# Isle of Doom Lighthouse?



## Rikki (Aug 14, 2006)

I did not realize that it used to be produced with a misting unit in it until today. Does anyone know why it was redesigned? Did the mister cause problems?

If it didn't, I want one!


----------



## scream1973 (Dec 9, 2007)

The misting units such as the Skull fountain did have a tendency to get everything around them wet.. but other than that i haven't heard of any issues.


----------



## Lady Nyxie (Jul 27, 2006)

Mine never worked.


----------



## childofthenight (Aug 24, 2007)

i've had mine since the time they came out..no problems,but yeah you gotta put a towel or plastic under it. other than that a great piece!


----------



## Rikki (Aug 14, 2006)

So should I try to find the misting one or just settle for the newer version?


----------



## childofthenight (Aug 24, 2007)

I think you can still get the old one, I like the misting.it's pretty cool


----------



## Rikki (Aug 14, 2006)

So I found a place that sells both versions. The one with the misting unit is $5 more.

It will set on a display that I'm making out of styrofoam, paper mache, and drylock. Will the mist cause me any problems?

The more opinions I get the more satisfied I'll be with my choice so I'd like to hear from everyone who has any info on the subject. Thanks!


----------



## Rikki (Aug 14, 2006)

I'm desperate for some opinions here. I don't want to drop $80 on this thing for it to just end up ruining my landscape and other pieces. Any help will be very appreciated!


----------



## elkkthunder (Jun 23, 2008)

mist gets everywhere


----------



## childofthenight (Aug 24, 2007)

it will depend on how waterproof your display underneath the lighthouse is. trust me it will get wet, but again, great effect. mine will run a while( bout an hour or two) then you have to put more water in ,and you sop up the water that misted out


----------



## rockplayson (Jun 7, 2008)

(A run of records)

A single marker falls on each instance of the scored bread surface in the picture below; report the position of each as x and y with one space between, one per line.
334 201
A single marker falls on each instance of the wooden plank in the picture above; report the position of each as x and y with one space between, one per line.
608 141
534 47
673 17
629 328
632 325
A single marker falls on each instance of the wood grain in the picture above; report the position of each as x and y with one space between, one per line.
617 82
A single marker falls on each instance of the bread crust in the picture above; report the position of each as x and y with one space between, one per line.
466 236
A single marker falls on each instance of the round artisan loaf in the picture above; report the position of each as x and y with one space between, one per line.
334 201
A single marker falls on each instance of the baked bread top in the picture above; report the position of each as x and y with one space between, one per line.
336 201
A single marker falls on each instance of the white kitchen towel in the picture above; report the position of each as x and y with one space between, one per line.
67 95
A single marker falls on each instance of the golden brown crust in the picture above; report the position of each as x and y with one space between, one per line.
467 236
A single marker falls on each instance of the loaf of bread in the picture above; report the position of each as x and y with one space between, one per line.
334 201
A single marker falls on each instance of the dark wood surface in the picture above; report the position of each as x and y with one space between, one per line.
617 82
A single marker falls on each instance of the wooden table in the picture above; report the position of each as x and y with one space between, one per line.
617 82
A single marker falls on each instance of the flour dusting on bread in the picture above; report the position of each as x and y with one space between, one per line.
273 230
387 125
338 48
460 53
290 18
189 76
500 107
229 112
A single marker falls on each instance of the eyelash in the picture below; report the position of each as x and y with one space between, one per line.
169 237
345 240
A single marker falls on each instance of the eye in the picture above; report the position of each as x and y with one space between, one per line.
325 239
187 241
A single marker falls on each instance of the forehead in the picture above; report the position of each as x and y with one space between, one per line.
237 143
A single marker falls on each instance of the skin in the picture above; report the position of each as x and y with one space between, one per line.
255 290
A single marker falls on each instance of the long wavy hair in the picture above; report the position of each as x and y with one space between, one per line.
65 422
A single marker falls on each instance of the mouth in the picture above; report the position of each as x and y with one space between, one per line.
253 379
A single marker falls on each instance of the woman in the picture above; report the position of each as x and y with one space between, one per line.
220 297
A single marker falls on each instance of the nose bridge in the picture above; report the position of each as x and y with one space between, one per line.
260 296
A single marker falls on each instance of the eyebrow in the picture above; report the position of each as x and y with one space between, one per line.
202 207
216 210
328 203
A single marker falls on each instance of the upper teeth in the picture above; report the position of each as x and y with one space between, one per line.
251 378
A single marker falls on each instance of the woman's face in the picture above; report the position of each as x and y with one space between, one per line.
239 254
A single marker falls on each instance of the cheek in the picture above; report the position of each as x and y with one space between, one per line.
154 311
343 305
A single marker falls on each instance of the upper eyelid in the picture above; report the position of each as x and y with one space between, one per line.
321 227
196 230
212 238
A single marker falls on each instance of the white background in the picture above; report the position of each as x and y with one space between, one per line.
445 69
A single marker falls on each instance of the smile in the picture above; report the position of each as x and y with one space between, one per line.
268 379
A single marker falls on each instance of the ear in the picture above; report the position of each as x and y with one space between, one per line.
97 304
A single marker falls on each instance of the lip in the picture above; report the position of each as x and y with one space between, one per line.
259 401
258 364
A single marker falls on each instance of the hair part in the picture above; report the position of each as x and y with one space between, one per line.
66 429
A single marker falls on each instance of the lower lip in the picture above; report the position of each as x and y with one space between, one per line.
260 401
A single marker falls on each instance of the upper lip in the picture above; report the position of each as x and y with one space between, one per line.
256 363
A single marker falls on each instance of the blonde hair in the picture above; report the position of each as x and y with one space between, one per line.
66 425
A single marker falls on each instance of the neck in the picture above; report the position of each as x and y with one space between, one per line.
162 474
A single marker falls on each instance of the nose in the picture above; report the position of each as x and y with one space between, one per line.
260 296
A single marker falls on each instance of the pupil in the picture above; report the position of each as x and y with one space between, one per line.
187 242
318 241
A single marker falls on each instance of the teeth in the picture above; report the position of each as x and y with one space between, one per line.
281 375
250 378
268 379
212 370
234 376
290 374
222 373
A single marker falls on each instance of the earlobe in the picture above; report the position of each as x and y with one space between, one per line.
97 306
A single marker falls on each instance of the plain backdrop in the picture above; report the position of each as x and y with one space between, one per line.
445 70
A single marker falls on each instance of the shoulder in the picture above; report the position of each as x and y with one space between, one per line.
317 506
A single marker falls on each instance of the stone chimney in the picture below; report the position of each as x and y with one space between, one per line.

◆ **Aim of the exercise**:
Extend the forum thread about the Isle of Doom Lighthouse from its last line.

◆ **The output**:
With any thing that mist, the sorunding area is going to get pretty wet. I think it would be cool but I don't think it's worth it in the long run to get a mister and have it ruin everything over time. I bet you could find a neat fog machine, place it hidden and have the fog come from behind. Just a thought. Does anyone have pics of this thing or of your area were it will all be set up?


----------



## Rikki (Aug 14, 2006)

Thanks guys! Sounds to me like I should just go with the newer model. I appreciate all the responses!
I don't have pictures of my set up because I haven't got it built yet but here's the lighthouse:


----------



## monstergramma (Jun 24, 2004)

I have the one with the mister, but the ac adapter burned out after the first year and i haven't been able to find a replacement. Lemax was no help at all on that. Maybe that was the issue. Their new stuff has completly different adapters.


----------



## Rikki (Aug 14, 2006)

Well, as cool as the mist would be, I guess I'll buy the newer version.  It's a shame that it was a mister and not a fogger. Thanks to everyone who had any input for me!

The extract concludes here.